[Dataset rows]
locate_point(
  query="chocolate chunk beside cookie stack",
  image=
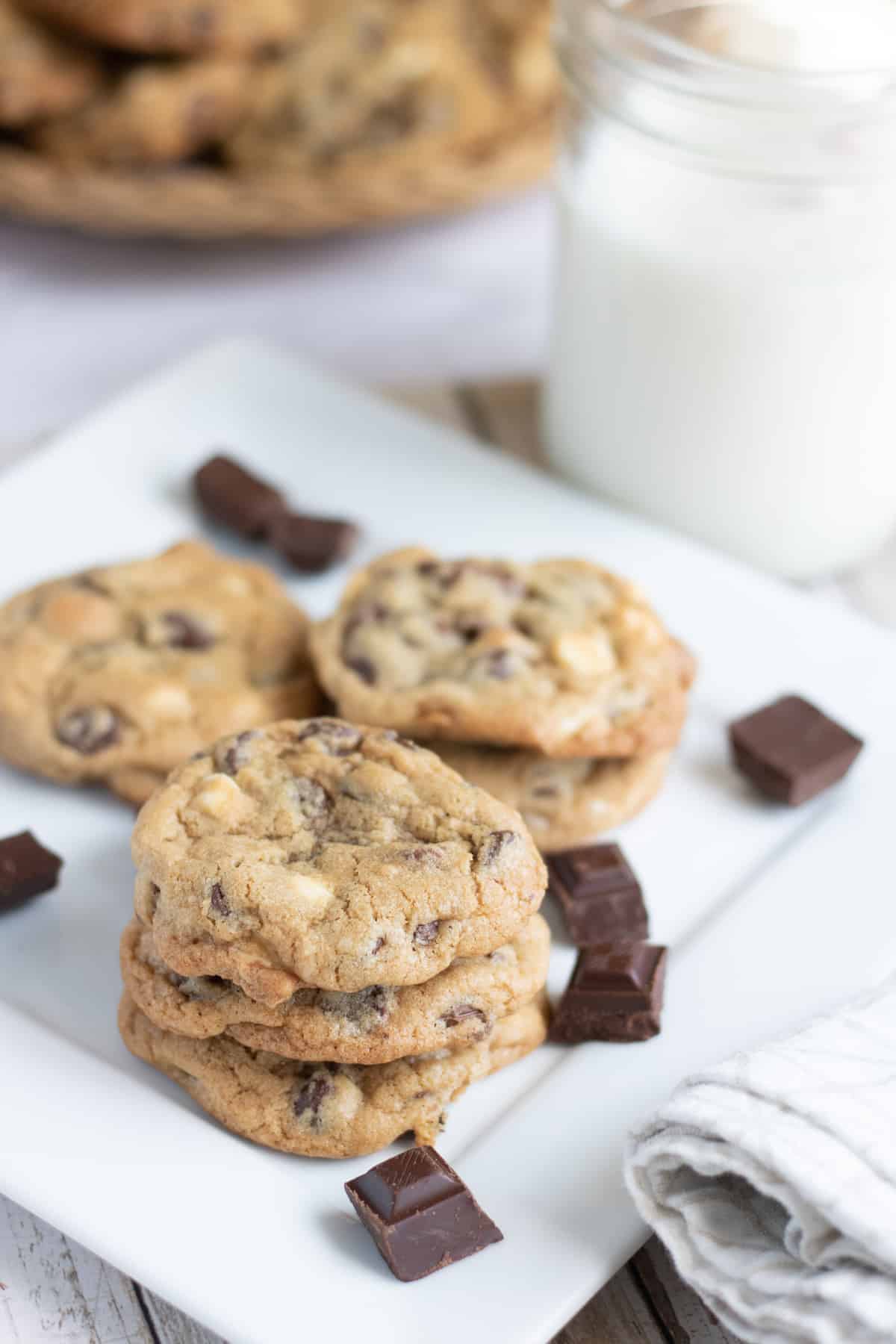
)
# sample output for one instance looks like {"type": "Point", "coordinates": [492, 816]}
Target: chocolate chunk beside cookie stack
{"type": "Point", "coordinates": [335, 934]}
{"type": "Point", "coordinates": [553, 685]}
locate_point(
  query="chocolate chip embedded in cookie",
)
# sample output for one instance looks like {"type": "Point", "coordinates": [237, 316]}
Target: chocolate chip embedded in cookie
{"type": "Point", "coordinates": [324, 853]}
{"type": "Point", "coordinates": [457, 1007]}
{"type": "Point", "coordinates": [153, 114]}
{"type": "Point", "coordinates": [119, 673]}
{"type": "Point", "coordinates": [40, 75]}
{"type": "Point", "coordinates": [561, 801]}
{"type": "Point", "coordinates": [559, 655]}
{"type": "Point", "coordinates": [178, 26]}
{"type": "Point", "coordinates": [327, 1110]}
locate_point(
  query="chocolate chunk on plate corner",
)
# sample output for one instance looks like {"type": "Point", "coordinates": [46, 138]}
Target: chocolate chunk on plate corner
{"type": "Point", "coordinates": [420, 1214]}
{"type": "Point", "coordinates": [598, 893]}
{"type": "Point", "coordinates": [791, 750]}
{"type": "Point", "coordinates": [312, 544]}
{"type": "Point", "coordinates": [230, 495]}
{"type": "Point", "coordinates": [615, 995]}
{"type": "Point", "coordinates": [27, 870]}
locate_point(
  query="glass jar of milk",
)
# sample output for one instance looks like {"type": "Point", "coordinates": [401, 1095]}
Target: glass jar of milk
{"type": "Point", "coordinates": [724, 349]}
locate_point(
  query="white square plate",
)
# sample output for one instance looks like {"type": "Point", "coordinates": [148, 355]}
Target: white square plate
{"type": "Point", "coordinates": [771, 914]}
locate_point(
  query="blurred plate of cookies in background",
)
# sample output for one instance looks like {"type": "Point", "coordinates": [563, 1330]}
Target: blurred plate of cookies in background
{"type": "Point", "coordinates": [270, 117]}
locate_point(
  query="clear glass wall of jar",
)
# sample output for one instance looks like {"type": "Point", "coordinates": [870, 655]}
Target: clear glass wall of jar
{"type": "Point", "coordinates": [724, 332]}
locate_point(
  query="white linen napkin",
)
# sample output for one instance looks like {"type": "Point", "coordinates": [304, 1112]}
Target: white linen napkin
{"type": "Point", "coordinates": [771, 1179]}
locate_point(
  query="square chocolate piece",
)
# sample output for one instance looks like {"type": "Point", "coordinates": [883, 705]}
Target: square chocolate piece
{"type": "Point", "coordinates": [600, 894]}
{"type": "Point", "coordinates": [233, 497]}
{"type": "Point", "coordinates": [615, 994]}
{"type": "Point", "coordinates": [791, 752]}
{"type": "Point", "coordinates": [312, 544]}
{"type": "Point", "coordinates": [420, 1214]}
{"type": "Point", "coordinates": [27, 870]}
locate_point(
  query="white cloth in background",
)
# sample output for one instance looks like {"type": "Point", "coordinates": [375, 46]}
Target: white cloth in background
{"type": "Point", "coordinates": [460, 297]}
{"type": "Point", "coordinates": [773, 1182]}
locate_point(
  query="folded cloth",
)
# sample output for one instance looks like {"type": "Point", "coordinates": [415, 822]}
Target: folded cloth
{"type": "Point", "coordinates": [773, 1182]}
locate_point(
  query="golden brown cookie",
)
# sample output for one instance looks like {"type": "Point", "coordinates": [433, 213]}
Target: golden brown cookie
{"type": "Point", "coordinates": [564, 801]}
{"type": "Point", "coordinates": [561, 656]}
{"type": "Point", "coordinates": [40, 75]}
{"type": "Point", "coordinates": [324, 853]}
{"type": "Point", "coordinates": [382, 77]}
{"type": "Point", "coordinates": [327, 1110]}
{"type": "Point", "coordinates": [374, 1026]}
{"type": "Point", "coordinates": [178, 27]}
{"type": "Point", "coordinates": [119, 673]}
{"type": "Point", "coordinates": [153, 114]}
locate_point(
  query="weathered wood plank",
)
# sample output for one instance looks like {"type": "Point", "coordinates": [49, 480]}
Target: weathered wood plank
{"type": "Point", "coordinates": [172, 1327]}
{"type": "Point", "coordinates": [54, 1289]}
{"type": "Point", "coordinates": [507, 414]}
{"type": "Point", "coordinates": [684, 1317]}
{"type": "Point", "coordinates": [617, 1315]}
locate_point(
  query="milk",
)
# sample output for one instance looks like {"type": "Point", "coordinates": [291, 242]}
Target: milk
{"type": "Point", "coordinates": [724, 352]}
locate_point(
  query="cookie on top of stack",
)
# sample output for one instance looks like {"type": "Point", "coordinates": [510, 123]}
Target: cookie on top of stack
{"type": "Point", "coordinates": [553, 685]}
{"type": "Point", "coordinates": [335, 934]}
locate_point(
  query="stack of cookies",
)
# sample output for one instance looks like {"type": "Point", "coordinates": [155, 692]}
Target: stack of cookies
{"type": "Point", "coordinates": [335, 936]}
{"type": "Point", "coordinates": [554, 685]}
{"type": "Point", "coordinates": [329, 94]}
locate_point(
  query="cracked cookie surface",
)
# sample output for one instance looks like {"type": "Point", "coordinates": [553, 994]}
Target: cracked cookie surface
{"type": "Point", "coordinates": [323, 853]}
{"type": "Point", "coordinates": [119, 673]}
{"type": "Point", "coordinates": [327, 1110]}
{"type": "Point", "coordinates": [178, 26]}
{"type": "Point", "coordinates": [457, 1007]}
{"type": "Point", "coordinates": [563, 801]}
{"type": "Point", "coordinates": [558, 655]}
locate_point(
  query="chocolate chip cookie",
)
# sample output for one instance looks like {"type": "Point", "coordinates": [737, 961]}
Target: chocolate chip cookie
{"type": "Point", "coordinates": [152, 114]}
{"type": "Point", "coordinates": [457, 1007]}
{"type": "Point", "coordinates": [327, 1110]}
{"type": "Point", "coordinates": [329, 855]}
{"type": "Point", "coordinates": [117, 673]}
{"type": "Point", "coordinates": [378, 78]}
{"type": "Point", "coordinates": [40, 75]}
{"type": "Point", "coordinates": [561, 801]}
{"type": "Point", "coordinates": [178, 26]}
{"type": "Point", "coordinates": [559, 655]}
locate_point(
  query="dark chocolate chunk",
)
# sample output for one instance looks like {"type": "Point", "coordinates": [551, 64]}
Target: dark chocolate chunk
{"type": "Point", "coordinates": [420, 1214]}
{"type": "Point", "coordinates": [791, 752]}
{"type": "Point", "coordinates": [494, 847]}
{"type": "Point", "coordinates": [600, 894]}
{"type": "Point", "coordinates": [312, 544]}
{"type": "Point", "coordinates": [218, 900]}
{"type": "Point", "coordinates": [89, 730]}
{"type": "Point", "coordinates": [27, 870]}
{"type": "Point", "coordinates": [615, 994]}
{"type": "Point", "coordinates": [233, 497]}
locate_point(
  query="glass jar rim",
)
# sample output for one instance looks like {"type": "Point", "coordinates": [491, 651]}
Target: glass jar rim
{"type": "Point", "coordinates": [640, 47]}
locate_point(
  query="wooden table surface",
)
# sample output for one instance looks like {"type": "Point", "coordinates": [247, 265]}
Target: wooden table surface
{"type": "Point", "coordinates": [53, 1289]}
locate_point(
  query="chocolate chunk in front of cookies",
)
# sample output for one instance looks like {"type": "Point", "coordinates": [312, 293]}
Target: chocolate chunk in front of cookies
{"type": "Point", "coordinates": [421, 1214]}
{"type": "Point", "coordinates": [791, 752]}
{"type": "Point", "coordinates": [615, 994]}
{"type": "Point", "coordinates": [235, 497]}
{"type": "Point", "coordinates": [27, 870]}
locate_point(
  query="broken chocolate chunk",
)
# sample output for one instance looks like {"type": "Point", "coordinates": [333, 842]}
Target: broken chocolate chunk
{"type": "Point", "coordinates": [27, 870]}
{"type": "Point", "coordinates": [420, 1214]}
{"type": "Point", "coordinates": [791, 752]}
{"type": "Point", "coordinates": [312, 544]}
{"type": "Point", "coordinates": [615, 994]}
{"type": "Point", "coordinates": [233, 497]}
{"type": "Point", "coordinates": [600, 894]}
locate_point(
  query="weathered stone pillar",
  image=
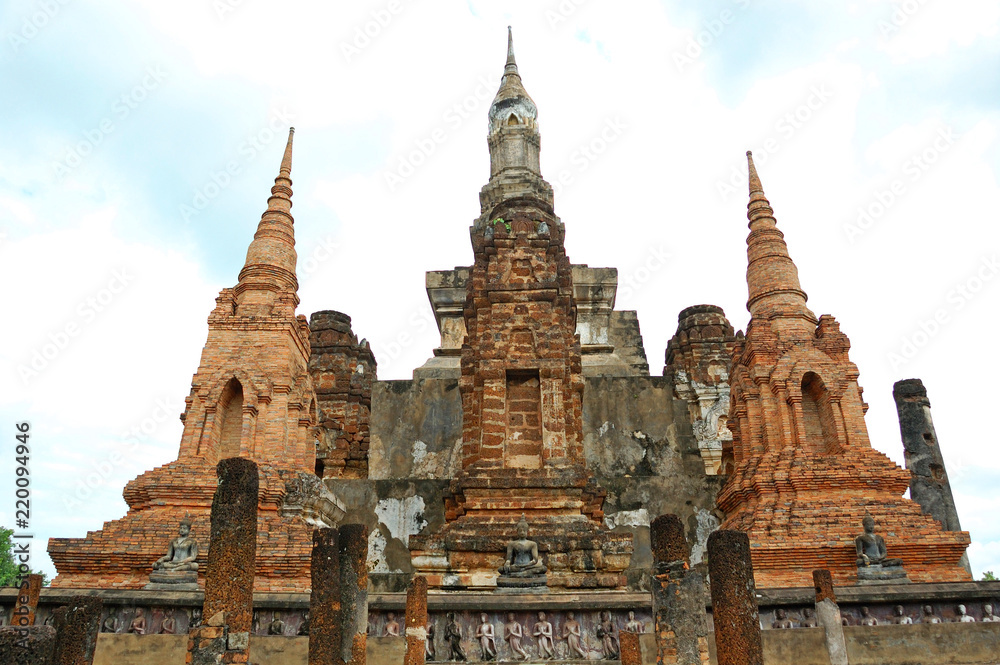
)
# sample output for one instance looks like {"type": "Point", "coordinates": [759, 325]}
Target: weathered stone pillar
{"type": "Point", "coordinates": [324, 602]}
{"type": "Point", "coordinates": [27, 602]}
{"type": "Point", "coordinates": [416, 621]}
{"type": "Point", "coordinates": [828, 617]}
{"type": "Point", "coordinates": [631, 653]}
{"type": "Point", "coordinates": [77, 626]}
{"type": "Point", "coordinates": [678, 598]}
{"type": "Point", "coordinates": [929, 484]}
{"type": "Point", "coordinates": [353, 550]}
{"type": "Point", "coordinates": [734, 599]}
{"type": "Point", "coordinates": [30, 645]}
{"type": "Point", "coordinates": [232, 557]}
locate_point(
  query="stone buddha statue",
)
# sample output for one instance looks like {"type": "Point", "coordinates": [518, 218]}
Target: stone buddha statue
{"type": "Point", "coordinates": [871, 547]}
{"type": "Point", "coordinates": [178, 568]}
{"type": "Point", "coordinates": [523, 561]}
{"type": "Point", "coordinates": [182, 551]}
{"type": "Point", "coordinates": [873, 562]}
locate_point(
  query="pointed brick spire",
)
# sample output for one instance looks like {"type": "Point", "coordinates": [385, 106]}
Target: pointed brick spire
{"type": "Point", "coordinates": [772, 278]}
{"type": "Point", "coordinates": [268, 276]}
{"type": "Point", "coordinates": [511, 97]}
{"type": "Point", "coordinates": [511, 67]}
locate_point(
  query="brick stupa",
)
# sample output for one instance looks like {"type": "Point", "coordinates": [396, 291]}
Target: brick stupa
{"type": "Point", "coordinates": [804, 470]}
{"type": "Point", "coordinates": [521, 386]}
{"type": "Point", "coordinates": [251, 397]}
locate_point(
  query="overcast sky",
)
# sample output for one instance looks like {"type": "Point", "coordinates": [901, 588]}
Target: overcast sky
{"type": "Point", "coordinates": [139, 140]}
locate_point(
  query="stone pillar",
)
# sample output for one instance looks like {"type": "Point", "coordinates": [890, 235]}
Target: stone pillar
{"type": "Point", "coordinates": [631, 653]}
{"type": "Point", "coordinates": [929, 484]}
{"type": "Point", "coordinates": [31, 645]}
{"type": "Point", "coordinates": [232, 557]}
{"type": "Point", "coordinates": [77, 626]}
{"type": "Point", "coordinates": [828, 617]}
{"type": "Point", "coordinates": [27, 601]}
{"type": "Point", "coordinates": [416, 621]}
{"type": "Point", "coordinates": [353, 550]}
{"type": "Point", "coordinates": [678, 598]}
{"type": "Point", "coordinates": [324, 602]}
{"type": "Point", "coordinates": [734, 599]}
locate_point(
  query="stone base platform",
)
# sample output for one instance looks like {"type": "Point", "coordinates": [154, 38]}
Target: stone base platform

SET TASK:
Return each line of the listing that contains the word "background".

FINISHED EXERCISE:
  query="blurred plate of cookies in background",
Target: blurred plate of cookies in background
  query="white cloth in background",
Target: white cloth in background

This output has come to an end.